## EXCERPTED RECORDS
----------

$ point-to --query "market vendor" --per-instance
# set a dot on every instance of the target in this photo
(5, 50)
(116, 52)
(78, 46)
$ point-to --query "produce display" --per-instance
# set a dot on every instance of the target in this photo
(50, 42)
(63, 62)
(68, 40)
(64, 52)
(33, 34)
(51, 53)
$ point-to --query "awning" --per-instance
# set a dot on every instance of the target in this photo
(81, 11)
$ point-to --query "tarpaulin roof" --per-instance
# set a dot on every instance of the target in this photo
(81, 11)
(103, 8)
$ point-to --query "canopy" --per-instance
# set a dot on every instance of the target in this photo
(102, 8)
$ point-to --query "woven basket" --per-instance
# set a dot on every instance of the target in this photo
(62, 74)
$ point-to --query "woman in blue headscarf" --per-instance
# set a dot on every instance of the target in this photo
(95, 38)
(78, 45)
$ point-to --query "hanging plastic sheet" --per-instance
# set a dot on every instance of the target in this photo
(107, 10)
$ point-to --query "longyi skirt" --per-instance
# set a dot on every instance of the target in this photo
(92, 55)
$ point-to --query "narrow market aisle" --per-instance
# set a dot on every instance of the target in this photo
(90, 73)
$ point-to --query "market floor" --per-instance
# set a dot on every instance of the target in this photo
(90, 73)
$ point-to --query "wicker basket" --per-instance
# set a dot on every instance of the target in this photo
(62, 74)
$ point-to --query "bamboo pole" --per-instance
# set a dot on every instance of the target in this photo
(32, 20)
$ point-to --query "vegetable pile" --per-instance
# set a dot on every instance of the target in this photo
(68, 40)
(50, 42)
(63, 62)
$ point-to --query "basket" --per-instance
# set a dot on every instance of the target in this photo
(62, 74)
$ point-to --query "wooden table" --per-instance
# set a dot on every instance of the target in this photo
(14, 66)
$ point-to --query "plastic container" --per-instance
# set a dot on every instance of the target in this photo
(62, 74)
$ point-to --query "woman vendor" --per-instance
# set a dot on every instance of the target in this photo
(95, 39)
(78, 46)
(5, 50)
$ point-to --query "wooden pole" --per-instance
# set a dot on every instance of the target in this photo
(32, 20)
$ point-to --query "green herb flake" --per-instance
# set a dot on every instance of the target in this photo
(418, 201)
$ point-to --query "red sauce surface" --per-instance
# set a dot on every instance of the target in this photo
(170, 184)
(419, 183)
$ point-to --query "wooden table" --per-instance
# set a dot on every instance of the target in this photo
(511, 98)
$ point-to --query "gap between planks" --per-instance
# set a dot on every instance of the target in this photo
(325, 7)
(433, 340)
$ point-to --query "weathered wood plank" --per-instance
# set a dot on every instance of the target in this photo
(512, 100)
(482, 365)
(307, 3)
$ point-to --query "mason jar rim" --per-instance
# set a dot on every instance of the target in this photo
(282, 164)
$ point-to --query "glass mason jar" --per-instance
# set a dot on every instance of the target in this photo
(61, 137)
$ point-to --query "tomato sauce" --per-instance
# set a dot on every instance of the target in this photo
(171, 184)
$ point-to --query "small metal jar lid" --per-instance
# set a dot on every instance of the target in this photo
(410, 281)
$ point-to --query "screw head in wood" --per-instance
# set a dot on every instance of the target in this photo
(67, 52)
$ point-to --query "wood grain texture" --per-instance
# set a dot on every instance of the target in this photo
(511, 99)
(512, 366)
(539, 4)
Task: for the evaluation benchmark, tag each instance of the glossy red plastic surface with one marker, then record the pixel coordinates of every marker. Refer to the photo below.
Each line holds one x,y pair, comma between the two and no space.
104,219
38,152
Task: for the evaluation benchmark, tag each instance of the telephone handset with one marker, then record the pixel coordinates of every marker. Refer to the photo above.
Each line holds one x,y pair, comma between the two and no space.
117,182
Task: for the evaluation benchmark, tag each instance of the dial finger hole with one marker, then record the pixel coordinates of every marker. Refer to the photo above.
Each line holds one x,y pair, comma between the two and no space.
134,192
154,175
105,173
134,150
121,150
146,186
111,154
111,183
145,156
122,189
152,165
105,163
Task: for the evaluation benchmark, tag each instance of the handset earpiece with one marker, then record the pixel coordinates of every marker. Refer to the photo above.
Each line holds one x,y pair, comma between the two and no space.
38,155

----------

## WRITTEN EXERCISE
Print the material once more, exactly.

## SOLUTION TO THE EXERCISE
$ point-to --query "market vendor" --per-instance
# set a dot on every instance of the target in this photo
(5, 50)
(116, 52)
(78, 46)
$ point-to --query "produce display" --per-instance
# set a dot on every instance of the target in this photo
(50, 42)
(63, 62)
(68, 40)
(64, 52)
(33, 34)
(51, 53)
$ point-to --query "awning" --per-instance
# set a dot on every instance of the target in this photo
(81, 11)
$ point-to --query "tarpaulin roof" --per-instance
# set a dot on every instance of the target in this photo
(81, 11)
(103, 8)
$ point-to --query "canopy" --per-instance
# set a dot on every instance of the target in this photo
(102, 8)
$ point-to --query "woven basket" --per-instance
# set a dot on every instance of the target in this photo
(62, 74)
$ point-to --query "woman in blue headscarf" --per-instance
# set a dot on every instance of the target in this photo
(95, 38)
(78, 45)
$ point-to --query "hanging plastic sheet" --per-instance
# set a dot on every instance of the target in this photo
(107, 10)
$ point-to --query "longyi skirt" --per-instance
# set a dot on every instance of the target in this photo
(92, 55)
$ point-to --query "narrow market aisle" --per-instance
# set a dot on every instance of the target in this photo
(90, 73)
$ point-to --query "market floor" --per-instance
# set a dot on every instance of the target in this photo
(90, 73)
$ point-to --query "wicker basket" --per-instance
# set a dot on every instance of the target in this photo
(62, 74)
$ point-to --query "bamboo pole" --per-instance
# set a dot on every instance of the target in this photo
(32, 20)
$ point-to --query "vegetable pile" --per-instance
# set a dot on every instance of the target in this photo
(68, 40)
(50, 42)
(63, 62)
$ point-to --query "basket" --per-instance
# set a dot on every instance of the target in this photo
(62, 74)
$ point-to --query "wooden table" --per-instance
# set a dot on every instance of the target in this photo
(14, 66)
$ point-to --query "plastic container" --per-instance
# set a dot on every instance of the target in this photo
(62, 74)
$ point-to --query "woman vendor" --per-instance
# set a dot on every instance of the target in this photo
(95, 39)
(78, 46)
(5, 50)
$ point-to --query "wooden pole" --per-instance
# set a dot on every instance of the target in this photo
(32, 20)
$ point-to --query "green herb flake" --per-instance
# set a dot on every instance of the target in this photo
(418, 201)
$ point-to --query "red sauce surface" --per-instance
# set a dot on every instance of the target in this photo
(170, 184)
(419, 183)
$ point-to --query "wooden table" --per-instance
# set a dot on every instance of the target in this photo
(511, 98)
$ point-to --query "gap between planks" --per-instance
# set a dot on every instance of the target in this photo
(325, 7)
(433, 340)
$ point-to --query "weathered wood plank" --per-instance
# set a dot on every instance of the target in this photo
(512, 100)
(482, 365)
(307, 3)
$ point-to --query "mason jar rim" --per-instance
# set a dot on every instance of the target in this photo
(282, 164)
$ point-to --query "glass mason jar" --per-instance
# set a dot on every instance of the target in this photo
(61, 137)
$ point-to --query "tomato sauce" --per-instance
# set a dot on every instance of the target in this photo
(171, 184)
$ point-to --query "small metal jar lid" --per-instance
# set a dot on every instance of the target in this photo
(410, 281)
$ point-to --query "screw head in wood" --per-instance
# set a dot on every instance of the target in this photo
(67, 52)
$ point-to --query "wood grain texture" --per-instance
# set a dot on every instance of the target in this photo
(511, 99)
(512, 366)
(539, 4)
Task: for the evaluation benchmark, tag each instance of the glossy red plastic surface with one marker, then record the pixel coordinates of every marker. Refer to the photo below.
Each line holds one x,y pair, comma between the two and no space.
104,219
38,152
Task: for the evaluation benchmark, tag each instance of the telephone handset with one marker, then record the pixel coordinates of every marker. Refer to the photo above.
Each line holds one x,y pair, comma between the two and no space.
117,182
Task: for the evaluation benchmark, tag each instance of the dial finger hole with one marker, then record the pixel coordinates of every marker. Refer to the photo above.
Each line holds one x,y pair, comma between the two and no space.
134,192
154,175
105,173
134,150
121,150
146,186
111,154
111,183
145,156
122,189
152,165
105,163
Task: for the evaluation benchmark, tag each instance of the handset earpiece with one marker, then record the pixel coordinates of every marker. Refer to the photo above.
Each line holds one x,y pair, comma between the two and no space.
38,155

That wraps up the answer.